Required task:
How many lines in the records below contain the word "patterned"? Reply with the number alone.

Entries:

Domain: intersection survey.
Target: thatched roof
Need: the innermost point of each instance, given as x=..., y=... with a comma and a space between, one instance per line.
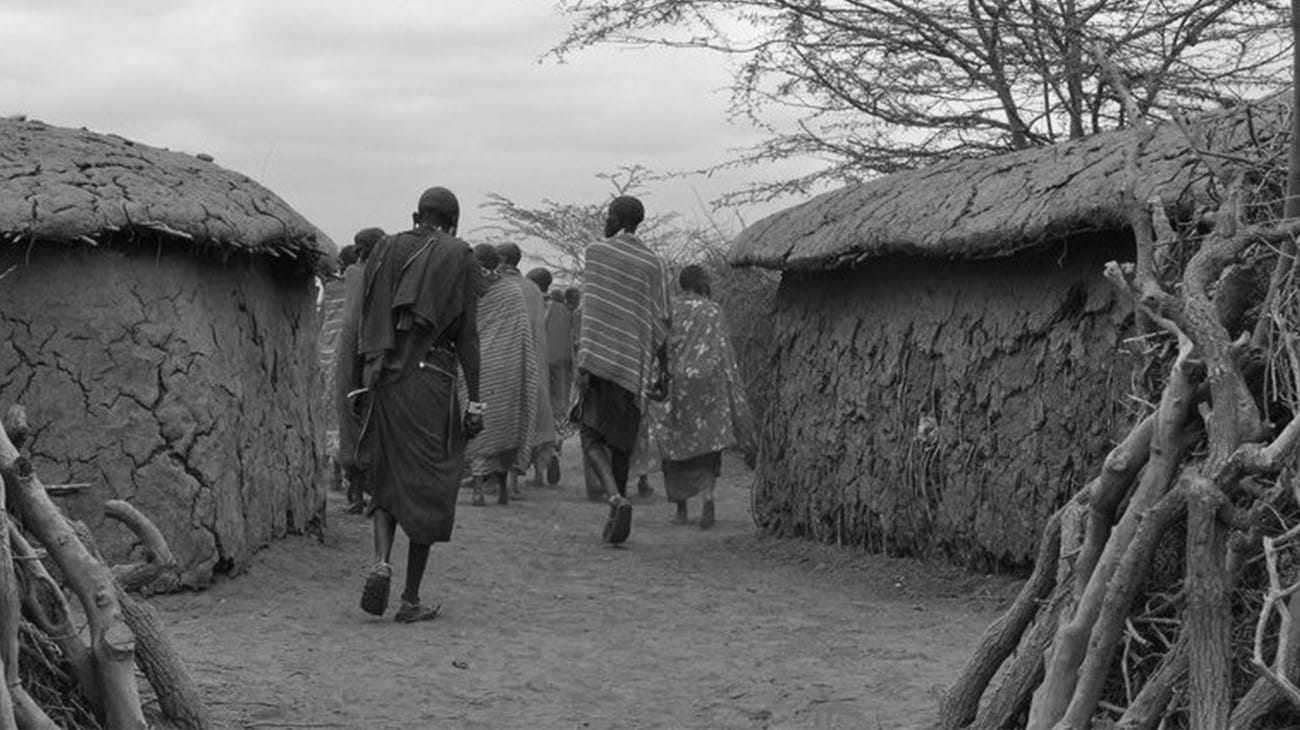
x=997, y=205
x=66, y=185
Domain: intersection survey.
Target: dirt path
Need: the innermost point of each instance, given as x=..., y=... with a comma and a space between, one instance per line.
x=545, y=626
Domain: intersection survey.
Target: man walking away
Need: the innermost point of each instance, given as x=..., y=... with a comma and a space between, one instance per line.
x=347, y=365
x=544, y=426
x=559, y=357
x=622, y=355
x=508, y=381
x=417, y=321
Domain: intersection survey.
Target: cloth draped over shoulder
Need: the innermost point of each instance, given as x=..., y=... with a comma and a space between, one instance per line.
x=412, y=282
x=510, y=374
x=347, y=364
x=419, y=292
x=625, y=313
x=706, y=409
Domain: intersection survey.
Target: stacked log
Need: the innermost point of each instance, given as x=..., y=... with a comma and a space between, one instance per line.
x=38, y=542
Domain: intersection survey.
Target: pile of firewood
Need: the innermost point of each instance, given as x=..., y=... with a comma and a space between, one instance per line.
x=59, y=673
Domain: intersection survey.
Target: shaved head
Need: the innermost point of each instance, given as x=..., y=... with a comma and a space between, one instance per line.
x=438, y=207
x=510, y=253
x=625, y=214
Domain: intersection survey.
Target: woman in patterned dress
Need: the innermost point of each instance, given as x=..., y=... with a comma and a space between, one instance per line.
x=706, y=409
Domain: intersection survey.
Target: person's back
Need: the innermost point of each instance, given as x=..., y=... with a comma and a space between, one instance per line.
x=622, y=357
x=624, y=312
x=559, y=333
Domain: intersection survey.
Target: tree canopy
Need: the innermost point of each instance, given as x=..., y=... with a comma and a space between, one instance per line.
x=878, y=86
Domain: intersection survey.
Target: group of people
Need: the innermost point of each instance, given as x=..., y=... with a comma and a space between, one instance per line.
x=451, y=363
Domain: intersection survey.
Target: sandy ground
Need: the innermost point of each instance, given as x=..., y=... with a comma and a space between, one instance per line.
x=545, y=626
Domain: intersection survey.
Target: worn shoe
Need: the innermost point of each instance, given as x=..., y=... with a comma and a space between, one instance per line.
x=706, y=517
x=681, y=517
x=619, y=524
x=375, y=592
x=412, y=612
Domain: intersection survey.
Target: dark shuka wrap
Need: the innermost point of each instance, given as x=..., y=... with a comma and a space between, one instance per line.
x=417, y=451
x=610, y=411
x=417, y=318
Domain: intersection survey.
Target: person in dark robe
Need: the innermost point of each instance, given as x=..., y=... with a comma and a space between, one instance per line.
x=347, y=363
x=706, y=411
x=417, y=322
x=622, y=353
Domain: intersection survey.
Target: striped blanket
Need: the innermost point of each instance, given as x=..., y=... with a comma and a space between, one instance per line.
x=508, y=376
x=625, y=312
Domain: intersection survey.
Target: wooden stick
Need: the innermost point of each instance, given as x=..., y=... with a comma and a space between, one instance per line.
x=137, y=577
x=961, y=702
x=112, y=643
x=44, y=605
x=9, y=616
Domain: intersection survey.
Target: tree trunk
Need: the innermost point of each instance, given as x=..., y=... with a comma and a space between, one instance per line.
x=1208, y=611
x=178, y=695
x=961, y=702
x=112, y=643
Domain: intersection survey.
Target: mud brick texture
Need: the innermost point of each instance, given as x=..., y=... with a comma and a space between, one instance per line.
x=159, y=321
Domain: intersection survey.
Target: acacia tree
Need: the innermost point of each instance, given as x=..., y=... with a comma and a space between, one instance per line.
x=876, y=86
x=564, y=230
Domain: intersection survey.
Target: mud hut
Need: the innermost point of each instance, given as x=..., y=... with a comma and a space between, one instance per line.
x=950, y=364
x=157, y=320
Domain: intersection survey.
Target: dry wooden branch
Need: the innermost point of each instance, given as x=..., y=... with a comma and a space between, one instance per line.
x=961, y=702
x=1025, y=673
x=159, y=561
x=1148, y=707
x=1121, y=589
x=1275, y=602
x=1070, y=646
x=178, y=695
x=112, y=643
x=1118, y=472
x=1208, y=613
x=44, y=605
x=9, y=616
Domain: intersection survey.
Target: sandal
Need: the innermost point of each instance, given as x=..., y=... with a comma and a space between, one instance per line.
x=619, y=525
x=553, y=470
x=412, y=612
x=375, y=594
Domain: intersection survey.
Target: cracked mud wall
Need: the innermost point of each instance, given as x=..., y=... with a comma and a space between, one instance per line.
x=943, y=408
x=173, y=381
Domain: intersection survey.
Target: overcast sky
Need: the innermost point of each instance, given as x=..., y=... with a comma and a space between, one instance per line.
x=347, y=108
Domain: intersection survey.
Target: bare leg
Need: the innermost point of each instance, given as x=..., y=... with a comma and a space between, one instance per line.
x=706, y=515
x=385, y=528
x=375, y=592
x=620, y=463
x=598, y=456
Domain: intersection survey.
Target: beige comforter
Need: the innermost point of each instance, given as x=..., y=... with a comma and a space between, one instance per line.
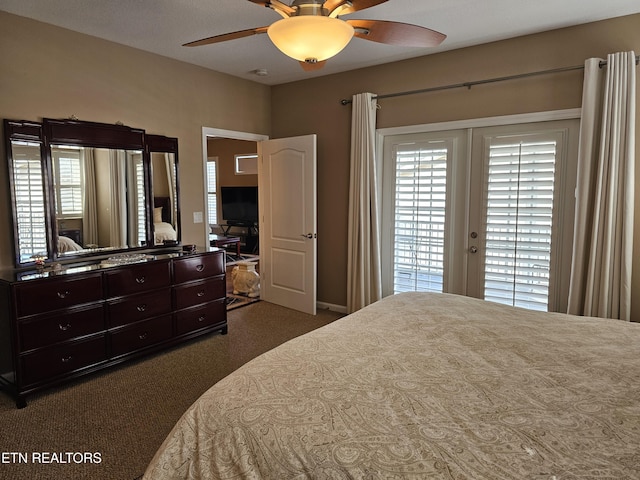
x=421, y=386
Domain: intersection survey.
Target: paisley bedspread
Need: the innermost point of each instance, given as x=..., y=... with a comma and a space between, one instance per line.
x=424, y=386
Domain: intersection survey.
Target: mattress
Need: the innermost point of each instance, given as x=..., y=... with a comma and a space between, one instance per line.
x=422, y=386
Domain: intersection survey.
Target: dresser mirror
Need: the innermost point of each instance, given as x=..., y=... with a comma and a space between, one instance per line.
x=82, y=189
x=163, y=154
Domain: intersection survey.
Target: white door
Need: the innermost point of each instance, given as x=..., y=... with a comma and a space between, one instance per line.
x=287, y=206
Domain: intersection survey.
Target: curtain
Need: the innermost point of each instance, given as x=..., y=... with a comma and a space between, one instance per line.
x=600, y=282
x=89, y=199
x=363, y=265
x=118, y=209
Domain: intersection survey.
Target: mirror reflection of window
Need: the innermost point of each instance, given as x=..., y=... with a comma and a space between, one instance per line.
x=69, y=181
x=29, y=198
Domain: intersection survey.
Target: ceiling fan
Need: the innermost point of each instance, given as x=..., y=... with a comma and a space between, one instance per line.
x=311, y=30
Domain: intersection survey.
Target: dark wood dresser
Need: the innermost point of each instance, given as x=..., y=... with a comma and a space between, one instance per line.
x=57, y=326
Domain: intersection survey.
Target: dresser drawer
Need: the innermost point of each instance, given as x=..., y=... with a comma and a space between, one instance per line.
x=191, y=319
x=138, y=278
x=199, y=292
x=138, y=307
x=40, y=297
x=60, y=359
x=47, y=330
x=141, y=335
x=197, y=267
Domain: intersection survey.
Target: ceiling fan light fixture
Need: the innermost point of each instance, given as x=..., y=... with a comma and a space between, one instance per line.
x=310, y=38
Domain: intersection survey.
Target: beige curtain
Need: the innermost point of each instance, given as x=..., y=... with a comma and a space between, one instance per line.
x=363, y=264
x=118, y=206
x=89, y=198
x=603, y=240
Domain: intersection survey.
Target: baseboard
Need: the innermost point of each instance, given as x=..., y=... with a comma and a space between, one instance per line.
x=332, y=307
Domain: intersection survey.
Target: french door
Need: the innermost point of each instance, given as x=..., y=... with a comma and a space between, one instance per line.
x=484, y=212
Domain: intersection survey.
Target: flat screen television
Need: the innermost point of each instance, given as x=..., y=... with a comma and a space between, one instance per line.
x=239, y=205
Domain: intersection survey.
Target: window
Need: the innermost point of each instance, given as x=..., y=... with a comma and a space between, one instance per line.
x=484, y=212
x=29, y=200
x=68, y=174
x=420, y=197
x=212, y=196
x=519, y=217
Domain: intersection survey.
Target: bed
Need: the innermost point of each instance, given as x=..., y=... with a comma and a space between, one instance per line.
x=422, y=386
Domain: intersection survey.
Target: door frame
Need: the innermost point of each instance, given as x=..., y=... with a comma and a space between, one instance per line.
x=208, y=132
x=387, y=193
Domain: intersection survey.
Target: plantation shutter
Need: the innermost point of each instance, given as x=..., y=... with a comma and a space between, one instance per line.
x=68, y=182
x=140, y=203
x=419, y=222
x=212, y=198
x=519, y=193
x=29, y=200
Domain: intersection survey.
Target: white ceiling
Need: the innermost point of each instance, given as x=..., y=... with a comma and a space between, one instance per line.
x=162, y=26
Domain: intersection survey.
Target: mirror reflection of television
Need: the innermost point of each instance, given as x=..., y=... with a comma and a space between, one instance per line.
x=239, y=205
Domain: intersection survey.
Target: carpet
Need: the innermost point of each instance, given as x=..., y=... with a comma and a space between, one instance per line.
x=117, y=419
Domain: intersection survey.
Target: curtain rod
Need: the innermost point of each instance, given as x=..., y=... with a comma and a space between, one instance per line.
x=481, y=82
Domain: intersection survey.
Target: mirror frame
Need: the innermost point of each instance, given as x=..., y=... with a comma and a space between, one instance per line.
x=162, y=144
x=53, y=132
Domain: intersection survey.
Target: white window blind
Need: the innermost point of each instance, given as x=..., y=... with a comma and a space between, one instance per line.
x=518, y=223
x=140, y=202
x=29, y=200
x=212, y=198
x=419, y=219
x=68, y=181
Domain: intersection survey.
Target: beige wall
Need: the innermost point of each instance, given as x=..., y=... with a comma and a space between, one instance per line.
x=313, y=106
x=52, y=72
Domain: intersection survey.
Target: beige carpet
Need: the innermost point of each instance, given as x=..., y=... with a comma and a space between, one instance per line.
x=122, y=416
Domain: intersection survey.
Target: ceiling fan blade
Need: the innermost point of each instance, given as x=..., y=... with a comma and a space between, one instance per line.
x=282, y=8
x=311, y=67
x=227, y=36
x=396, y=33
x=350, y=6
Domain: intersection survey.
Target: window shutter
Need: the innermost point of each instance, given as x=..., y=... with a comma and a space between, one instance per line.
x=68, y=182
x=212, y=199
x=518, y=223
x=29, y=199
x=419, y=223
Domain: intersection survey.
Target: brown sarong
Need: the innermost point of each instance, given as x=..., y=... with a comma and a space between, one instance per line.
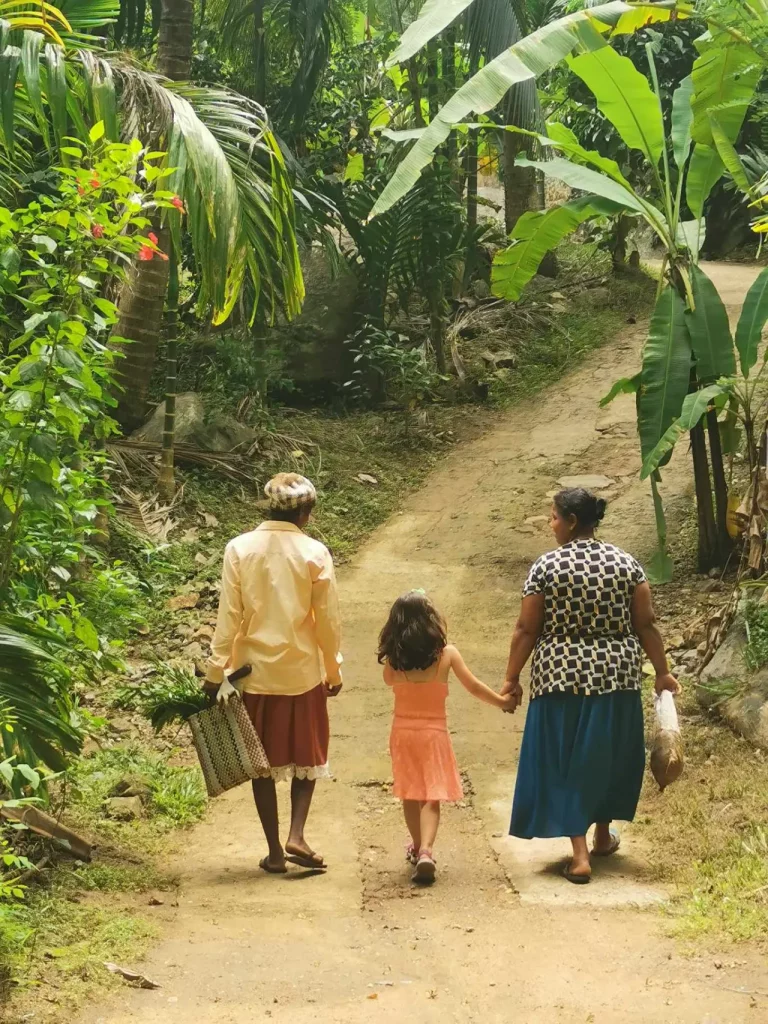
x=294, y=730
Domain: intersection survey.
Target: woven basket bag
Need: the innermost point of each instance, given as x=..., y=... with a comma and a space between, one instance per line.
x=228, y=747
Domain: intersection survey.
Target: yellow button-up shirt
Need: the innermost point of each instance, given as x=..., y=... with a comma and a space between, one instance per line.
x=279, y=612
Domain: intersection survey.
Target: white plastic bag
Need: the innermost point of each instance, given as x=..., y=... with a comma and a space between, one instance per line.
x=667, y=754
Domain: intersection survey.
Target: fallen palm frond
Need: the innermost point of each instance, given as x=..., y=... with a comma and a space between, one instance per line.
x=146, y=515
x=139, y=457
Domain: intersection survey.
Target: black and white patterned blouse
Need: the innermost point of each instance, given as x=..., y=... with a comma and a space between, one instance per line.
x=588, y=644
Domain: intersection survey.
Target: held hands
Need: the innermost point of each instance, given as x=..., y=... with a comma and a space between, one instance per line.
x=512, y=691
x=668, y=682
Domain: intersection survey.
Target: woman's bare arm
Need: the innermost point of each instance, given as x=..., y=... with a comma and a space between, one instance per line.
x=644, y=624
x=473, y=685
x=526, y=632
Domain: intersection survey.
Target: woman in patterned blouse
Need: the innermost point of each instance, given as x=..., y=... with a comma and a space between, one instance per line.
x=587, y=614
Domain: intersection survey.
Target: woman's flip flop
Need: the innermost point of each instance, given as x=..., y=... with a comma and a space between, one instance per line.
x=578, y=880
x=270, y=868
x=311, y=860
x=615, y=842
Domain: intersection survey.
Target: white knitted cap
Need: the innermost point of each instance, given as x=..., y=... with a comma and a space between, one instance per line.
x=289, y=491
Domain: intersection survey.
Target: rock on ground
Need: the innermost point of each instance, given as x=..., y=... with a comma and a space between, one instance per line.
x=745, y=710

Complete output:
3